Records

▼

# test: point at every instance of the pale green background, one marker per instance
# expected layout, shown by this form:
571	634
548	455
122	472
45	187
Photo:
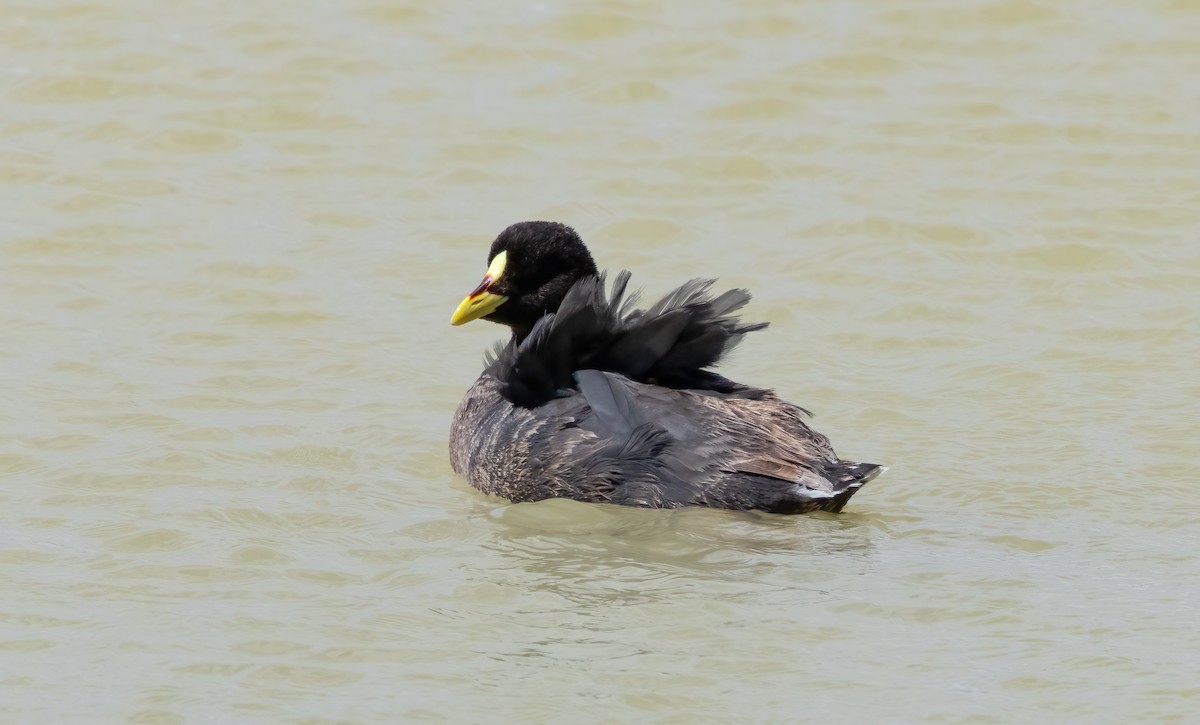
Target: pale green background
232	237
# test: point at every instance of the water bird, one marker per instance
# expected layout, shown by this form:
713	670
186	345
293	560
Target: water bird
598	400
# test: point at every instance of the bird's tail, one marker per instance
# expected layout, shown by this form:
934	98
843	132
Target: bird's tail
847	478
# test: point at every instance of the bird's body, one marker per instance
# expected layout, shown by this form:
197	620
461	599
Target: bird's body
599	401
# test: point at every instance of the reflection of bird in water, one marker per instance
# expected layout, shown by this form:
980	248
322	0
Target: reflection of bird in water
607	555
598	401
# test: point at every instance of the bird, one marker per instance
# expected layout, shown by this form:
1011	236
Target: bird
598	400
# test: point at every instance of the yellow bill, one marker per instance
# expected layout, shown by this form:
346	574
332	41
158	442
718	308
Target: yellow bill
481	301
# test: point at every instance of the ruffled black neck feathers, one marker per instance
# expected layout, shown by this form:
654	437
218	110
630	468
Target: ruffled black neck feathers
671	343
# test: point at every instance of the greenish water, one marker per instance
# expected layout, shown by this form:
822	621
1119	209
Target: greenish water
232	238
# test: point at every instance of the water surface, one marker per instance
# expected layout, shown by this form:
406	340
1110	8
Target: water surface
233	235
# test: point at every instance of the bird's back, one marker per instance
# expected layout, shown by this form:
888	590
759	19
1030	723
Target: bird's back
605	403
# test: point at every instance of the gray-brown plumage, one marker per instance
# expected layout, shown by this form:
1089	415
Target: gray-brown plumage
595	400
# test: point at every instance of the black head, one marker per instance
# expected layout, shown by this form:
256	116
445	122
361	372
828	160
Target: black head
531	268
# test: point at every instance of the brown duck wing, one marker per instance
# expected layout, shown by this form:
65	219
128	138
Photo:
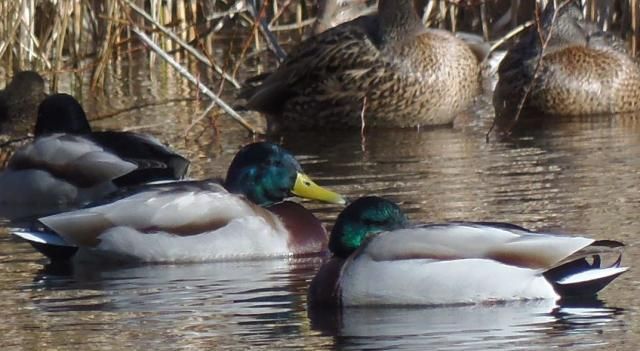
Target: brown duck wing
317	59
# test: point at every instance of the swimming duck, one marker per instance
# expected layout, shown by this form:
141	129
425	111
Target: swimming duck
379	259
584	71
67	165
384	70
199	220
19	102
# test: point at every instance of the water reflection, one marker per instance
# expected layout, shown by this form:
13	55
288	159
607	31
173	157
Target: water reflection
513	326
198	305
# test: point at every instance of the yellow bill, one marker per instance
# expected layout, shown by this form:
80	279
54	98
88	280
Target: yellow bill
307	188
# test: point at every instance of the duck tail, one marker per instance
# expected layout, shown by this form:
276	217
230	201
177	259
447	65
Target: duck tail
48	243
586	275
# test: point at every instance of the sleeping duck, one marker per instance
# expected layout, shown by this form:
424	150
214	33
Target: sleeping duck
68	165
384	70
194	221
379	259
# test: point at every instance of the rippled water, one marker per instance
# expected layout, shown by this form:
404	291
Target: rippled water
575	176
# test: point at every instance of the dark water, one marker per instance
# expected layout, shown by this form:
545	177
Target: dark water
575	176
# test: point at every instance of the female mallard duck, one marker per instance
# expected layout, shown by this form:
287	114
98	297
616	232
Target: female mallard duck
380	260
68	165
19	102
384	70
200	220
584	71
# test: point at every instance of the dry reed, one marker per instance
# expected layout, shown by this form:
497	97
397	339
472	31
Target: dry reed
54	36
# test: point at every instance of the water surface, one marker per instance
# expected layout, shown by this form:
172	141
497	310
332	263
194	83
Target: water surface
577	176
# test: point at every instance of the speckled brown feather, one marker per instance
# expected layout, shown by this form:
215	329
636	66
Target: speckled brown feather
405	77
583	72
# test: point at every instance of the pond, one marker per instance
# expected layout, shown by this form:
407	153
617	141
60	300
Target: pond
578	176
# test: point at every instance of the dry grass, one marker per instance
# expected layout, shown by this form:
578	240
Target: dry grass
54	36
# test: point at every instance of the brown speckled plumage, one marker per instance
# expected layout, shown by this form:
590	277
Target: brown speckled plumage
583	72
402	74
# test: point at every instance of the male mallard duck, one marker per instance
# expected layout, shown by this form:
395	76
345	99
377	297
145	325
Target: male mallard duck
68	165
584	71
200	220
380	260
385	70
19	101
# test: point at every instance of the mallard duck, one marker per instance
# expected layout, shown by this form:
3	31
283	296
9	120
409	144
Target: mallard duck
384	70
584	71
199	220
334	12
67	165
19	102
379	259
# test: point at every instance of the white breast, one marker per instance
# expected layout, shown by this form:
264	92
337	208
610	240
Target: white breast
365	281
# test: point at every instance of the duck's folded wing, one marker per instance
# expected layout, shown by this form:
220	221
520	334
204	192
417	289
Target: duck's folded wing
180	209
510	245
154	160
72	158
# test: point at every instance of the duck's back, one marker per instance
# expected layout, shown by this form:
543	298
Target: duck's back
585	80
349	74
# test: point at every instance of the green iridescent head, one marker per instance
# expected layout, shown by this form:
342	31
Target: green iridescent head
61	113
364	217
266	173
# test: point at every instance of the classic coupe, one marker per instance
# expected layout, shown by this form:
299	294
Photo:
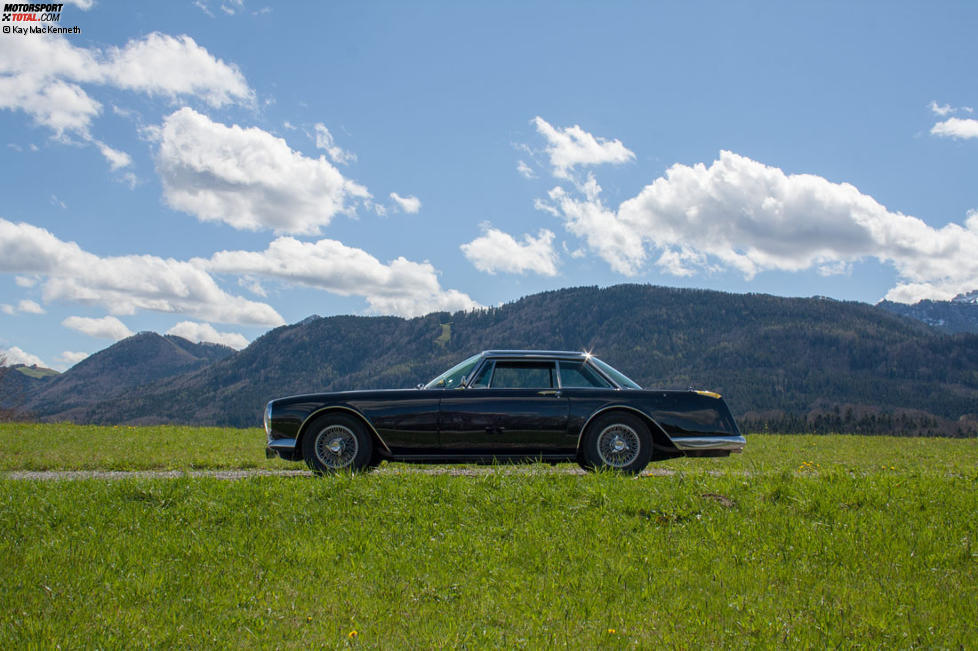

▲

## What to do:
How many lines in the records contain the string "brown"? Reply with the number alone.

## Written solution:
8